[What to work on]:
- 1) Write out the passage from the energy news excerpt starting with "Indeed The Wall" and going on through "since early April.", word for word.
- 2) Answer these questions using the energy news excerpt:
(a) According to the Baker Hughes tally, how many active U.S. oil rigs were there last week?
(b) At what price is the global benchmark Brent crude?
(c) On what date did more than 1,100 experts release their degrowth manifesto?

[Selected excerpt]:
□ □ □ □ □
U.S. oil prices are above $30-per-barrel for the first time since mid-March as producers cut output while demand continues recovering from its April depths as restrictions are eased.
Why it matters: The increase eases pressure on the industry, but hardly alleviates the distress as prices remain below profitable levels for many producers and analysts caution that the recovery is shaky.
Indeed The Wall Street Journal reports that Gavilan Resources LLC, the oil-and-gas producer formed by the Blackstone Group, cited the price collapse in filing for Chapter 11 bankruptcy protection Friday.
Driving the news: Futures prices for West Texas Intermediate have risen to roughly $32 per barrel since markets reopened Sunday evening, adding to last week's gains. The global benchmark Brent crude is at $34.50, its first foray above $34 since early April.
The big picture: "Producers are significantly throttling back output and, with demand increasing, the market is on a slow path towards recovery," Rystad Energy analyst Paola Rodriguez-Masiu said in a note.
Threat level: This wide-angle New York Times piece notes that despite the modest recovery, the historic collapse in demand and prices will exact a heavy toll as some companies go bankrupt.
It summarizes the views of KPMG analyst Regina Mayor, who "expects a prolonged price slump that will force the American oil industry into a major restructuring."
Go deeper: Oil's risky recovery and the damage done
The number of active U.S. oil rigs fell by another 34 units to 258 last week, compared to over 800 a year ago, per the latest tally by the oilfield service giant Baker Hughes.
Why it matters: While producers are shutting down some existing wells, the rapidly falling drilling rig count is a sign of how companies are also slashing plans for future production.
The big picture: The Energy Information Administration projects U.S. production, which was nearly 13 million barrels per day at the end of 2019 but now falling fast, dropping below 11 million this year and staying there deep into 2021.
Illustration: Eniola Odetunde/Axios
The COVID-19 pandemic has spurred new interest in a movement that wants to reverse the pace of economic growth as a way to fight climate change, Axios' Bryan Walsh reports.
The big picture: Degrowth advocates believe that the only way to save the Earth is to stop focusing on growth at all costs in favor of a more equitable redistribution of resources. The pandemic is providing a crash test of those principles — for better and for worse.
What's happening: On May 13, more than 1,100 experts from around the world released a manifesto calling for a degrowth strategy to tackle the economic and human crisis caused by COVID-19.
□ □ □ □ □
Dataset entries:

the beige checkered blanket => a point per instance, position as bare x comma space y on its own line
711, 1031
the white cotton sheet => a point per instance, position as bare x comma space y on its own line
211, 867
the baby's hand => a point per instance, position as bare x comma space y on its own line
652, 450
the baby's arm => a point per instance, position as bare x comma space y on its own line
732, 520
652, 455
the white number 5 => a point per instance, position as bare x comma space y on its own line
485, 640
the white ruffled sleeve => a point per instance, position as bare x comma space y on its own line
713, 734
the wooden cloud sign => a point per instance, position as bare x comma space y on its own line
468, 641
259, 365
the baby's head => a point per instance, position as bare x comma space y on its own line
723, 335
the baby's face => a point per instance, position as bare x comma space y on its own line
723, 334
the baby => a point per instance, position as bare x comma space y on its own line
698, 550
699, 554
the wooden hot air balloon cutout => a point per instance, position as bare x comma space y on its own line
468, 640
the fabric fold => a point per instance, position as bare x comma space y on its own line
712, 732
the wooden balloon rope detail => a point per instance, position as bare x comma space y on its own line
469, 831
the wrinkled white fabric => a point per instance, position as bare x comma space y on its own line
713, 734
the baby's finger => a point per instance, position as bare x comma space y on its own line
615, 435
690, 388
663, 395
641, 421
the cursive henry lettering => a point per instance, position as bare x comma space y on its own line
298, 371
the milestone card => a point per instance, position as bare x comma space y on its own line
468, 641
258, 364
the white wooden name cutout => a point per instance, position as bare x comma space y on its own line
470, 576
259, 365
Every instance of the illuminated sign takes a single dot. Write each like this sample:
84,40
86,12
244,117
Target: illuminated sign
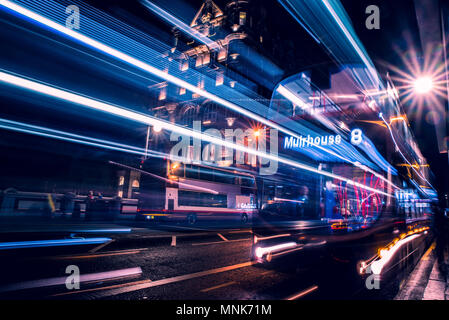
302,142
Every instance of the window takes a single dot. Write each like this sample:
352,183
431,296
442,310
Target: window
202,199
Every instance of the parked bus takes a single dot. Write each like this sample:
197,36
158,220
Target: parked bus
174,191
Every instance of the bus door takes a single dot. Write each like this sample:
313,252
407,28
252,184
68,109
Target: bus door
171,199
□ □ □ □ □
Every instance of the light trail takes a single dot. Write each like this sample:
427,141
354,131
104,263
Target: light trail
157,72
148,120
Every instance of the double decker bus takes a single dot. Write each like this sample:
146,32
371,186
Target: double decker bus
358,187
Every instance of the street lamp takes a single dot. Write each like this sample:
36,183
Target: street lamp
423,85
□ □ □ □ □
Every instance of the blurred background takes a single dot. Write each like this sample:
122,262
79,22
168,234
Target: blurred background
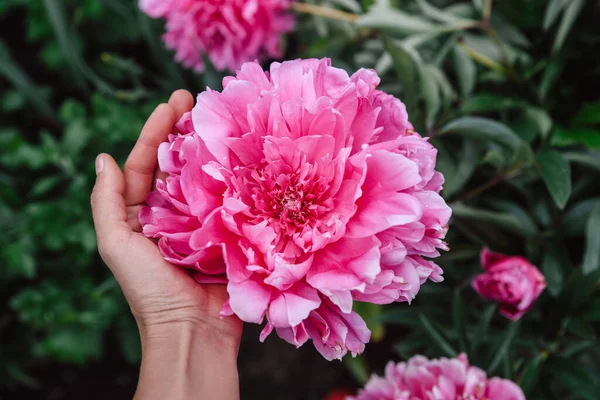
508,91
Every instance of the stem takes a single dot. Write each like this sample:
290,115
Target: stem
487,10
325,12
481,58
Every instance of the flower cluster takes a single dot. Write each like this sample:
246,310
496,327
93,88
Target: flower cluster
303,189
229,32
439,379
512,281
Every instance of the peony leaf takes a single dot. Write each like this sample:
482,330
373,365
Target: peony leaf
□ □ □ □ □
[Expected results]:
- 1)
Indeed The Wall Street Journal reports that Gavilan Resources LLC, the oil-and-gas producer formed by the Blackstone Group, cited the price collapse in filing for Chapter 11 bankruptcy protection Friday.
Driving the news: Futures prices for West Texas Intermediate have risen to roughly $32 per barrel since markets reopened Sunday evening, adding to last week's gains. The global benchmark Brent crude is at $34.50, its first foray above $34 since early April.

- 2)
(a) 258
(b) $34.50
(c) May 13